*Given exercise:* Write out every line of the entries below as a numbered list, leaving out any blank lines.

*Extracted entries:*

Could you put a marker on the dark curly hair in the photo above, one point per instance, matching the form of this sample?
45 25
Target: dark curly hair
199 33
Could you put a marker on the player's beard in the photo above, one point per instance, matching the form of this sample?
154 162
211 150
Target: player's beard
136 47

*Exercise result:*
1. Could you put a marker on the dark curly hair in the photo above, one point per instance, matching the form of this sample?
2. 45 25
3. Target: dark curly hair
4. 199 33
5. Could you put a marker on the player's beard in the photo above, one point per instance, matching the form of this sample?
6. 154 162
7. 211 150
8. Target: player's beard
9. 136 47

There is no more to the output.